[Dataset entries]
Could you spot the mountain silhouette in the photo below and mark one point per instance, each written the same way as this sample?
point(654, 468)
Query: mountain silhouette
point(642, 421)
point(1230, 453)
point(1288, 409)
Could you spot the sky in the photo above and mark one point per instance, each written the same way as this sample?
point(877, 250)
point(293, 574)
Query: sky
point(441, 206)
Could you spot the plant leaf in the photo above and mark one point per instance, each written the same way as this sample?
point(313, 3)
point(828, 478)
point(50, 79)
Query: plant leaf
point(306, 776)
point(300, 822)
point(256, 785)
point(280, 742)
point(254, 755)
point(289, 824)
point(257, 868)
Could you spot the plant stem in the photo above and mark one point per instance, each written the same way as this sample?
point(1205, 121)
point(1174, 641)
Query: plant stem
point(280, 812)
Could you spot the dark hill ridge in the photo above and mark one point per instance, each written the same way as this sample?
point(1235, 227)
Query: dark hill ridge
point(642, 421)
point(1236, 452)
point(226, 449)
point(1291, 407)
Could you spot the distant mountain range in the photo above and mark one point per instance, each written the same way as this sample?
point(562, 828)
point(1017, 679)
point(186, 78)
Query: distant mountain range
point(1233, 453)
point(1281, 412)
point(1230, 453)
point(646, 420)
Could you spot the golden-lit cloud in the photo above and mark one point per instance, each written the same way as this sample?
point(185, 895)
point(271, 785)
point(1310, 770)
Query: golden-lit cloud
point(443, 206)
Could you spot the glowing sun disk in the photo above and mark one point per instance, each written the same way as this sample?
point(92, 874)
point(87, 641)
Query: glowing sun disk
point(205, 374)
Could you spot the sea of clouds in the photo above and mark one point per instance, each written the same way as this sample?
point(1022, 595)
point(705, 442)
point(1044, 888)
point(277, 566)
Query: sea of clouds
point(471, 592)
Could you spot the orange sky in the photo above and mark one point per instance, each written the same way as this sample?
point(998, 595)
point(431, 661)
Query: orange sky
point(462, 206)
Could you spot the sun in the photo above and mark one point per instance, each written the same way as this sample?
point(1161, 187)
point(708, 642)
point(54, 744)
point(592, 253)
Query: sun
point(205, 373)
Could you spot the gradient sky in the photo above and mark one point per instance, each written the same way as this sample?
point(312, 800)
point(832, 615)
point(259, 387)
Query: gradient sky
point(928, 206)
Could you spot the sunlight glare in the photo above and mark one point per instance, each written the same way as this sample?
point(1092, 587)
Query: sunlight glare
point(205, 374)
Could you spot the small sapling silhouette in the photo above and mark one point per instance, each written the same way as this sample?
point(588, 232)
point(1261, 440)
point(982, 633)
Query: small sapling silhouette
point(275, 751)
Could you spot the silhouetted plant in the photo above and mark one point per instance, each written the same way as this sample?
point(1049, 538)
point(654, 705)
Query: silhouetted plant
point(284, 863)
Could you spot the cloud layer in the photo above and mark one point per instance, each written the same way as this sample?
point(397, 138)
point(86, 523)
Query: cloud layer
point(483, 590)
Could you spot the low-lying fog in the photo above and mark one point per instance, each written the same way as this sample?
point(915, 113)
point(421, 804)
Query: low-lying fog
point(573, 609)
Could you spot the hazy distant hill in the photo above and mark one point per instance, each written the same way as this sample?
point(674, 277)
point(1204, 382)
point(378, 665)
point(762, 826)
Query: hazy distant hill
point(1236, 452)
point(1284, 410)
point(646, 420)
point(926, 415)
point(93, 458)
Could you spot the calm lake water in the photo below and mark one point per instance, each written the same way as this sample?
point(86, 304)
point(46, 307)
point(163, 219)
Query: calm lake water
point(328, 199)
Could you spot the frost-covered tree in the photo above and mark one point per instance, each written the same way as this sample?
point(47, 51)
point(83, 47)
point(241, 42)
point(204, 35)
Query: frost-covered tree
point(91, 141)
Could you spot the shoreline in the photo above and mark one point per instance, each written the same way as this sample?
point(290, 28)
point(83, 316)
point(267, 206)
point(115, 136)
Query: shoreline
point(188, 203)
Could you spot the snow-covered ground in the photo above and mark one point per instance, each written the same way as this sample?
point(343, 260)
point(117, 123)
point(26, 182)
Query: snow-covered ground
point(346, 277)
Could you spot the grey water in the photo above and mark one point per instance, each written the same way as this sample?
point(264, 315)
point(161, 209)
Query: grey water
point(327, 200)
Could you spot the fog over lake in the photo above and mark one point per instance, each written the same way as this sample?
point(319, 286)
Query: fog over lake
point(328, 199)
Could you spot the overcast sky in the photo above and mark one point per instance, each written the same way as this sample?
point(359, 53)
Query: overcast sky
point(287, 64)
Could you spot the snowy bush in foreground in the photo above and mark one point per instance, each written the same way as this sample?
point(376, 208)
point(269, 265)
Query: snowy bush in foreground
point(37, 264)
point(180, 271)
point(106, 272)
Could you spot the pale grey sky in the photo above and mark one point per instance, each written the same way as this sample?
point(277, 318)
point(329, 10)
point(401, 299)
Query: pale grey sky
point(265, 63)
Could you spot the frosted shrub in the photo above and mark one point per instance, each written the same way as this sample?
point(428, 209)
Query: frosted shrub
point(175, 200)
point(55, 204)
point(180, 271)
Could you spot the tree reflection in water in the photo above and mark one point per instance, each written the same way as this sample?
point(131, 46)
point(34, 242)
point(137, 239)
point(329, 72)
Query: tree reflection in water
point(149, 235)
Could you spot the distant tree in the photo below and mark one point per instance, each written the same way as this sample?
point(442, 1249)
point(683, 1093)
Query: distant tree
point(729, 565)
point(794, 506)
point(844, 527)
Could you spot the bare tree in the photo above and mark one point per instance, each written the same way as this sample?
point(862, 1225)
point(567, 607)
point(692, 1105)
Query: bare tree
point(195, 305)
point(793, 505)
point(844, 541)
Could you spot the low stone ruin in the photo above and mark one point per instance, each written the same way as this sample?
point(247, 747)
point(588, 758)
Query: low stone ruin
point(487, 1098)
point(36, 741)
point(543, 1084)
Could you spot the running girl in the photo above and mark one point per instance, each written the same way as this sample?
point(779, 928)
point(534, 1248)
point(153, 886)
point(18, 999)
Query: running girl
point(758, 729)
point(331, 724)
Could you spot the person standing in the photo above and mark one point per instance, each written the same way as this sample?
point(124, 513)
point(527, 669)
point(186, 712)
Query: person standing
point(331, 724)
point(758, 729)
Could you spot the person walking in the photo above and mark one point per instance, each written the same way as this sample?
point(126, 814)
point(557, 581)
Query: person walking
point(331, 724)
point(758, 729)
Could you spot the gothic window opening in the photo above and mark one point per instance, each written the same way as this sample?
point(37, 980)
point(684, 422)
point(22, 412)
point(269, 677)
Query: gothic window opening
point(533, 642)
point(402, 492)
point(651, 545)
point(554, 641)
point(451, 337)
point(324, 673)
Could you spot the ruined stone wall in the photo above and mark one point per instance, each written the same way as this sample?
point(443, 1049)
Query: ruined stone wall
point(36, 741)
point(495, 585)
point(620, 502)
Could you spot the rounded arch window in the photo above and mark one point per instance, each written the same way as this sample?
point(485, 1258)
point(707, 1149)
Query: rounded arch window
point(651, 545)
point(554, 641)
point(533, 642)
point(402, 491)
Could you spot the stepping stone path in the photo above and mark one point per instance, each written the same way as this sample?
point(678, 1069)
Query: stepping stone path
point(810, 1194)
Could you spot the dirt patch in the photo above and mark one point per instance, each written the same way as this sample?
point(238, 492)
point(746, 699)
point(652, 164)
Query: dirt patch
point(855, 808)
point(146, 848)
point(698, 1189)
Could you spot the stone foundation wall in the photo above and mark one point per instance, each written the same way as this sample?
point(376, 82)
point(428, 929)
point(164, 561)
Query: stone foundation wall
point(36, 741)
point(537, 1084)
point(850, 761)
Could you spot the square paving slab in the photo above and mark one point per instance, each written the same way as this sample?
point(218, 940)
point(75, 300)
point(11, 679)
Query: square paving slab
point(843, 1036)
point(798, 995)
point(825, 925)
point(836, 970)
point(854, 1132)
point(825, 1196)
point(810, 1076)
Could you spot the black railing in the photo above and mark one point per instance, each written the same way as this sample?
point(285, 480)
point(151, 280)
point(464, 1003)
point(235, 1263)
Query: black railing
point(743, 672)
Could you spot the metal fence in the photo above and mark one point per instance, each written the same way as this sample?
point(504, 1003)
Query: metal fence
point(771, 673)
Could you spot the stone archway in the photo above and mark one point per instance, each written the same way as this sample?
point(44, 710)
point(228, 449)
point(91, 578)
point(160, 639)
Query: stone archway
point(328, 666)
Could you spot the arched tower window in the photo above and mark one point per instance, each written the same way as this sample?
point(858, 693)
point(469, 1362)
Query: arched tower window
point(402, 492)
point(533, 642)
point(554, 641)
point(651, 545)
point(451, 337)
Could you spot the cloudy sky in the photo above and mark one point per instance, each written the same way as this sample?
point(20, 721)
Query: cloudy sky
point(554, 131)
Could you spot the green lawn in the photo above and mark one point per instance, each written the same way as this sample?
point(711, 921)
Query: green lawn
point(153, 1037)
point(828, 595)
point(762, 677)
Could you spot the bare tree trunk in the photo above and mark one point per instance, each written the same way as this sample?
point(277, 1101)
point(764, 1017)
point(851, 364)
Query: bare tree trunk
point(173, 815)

Assigned task:
Copy every line in the data above that has the string "below" in it.

Exercise answer:
Could you spot the mountain silhouette in the photo below and mark one point per instance, each written the same way as this sample?
Could you spot the calm lake water in the photo below and mark one point per instance, each written the same way as this sample?
Could you spot the distant tree in the photo below and mark one point per instance, each written the same way as this sample?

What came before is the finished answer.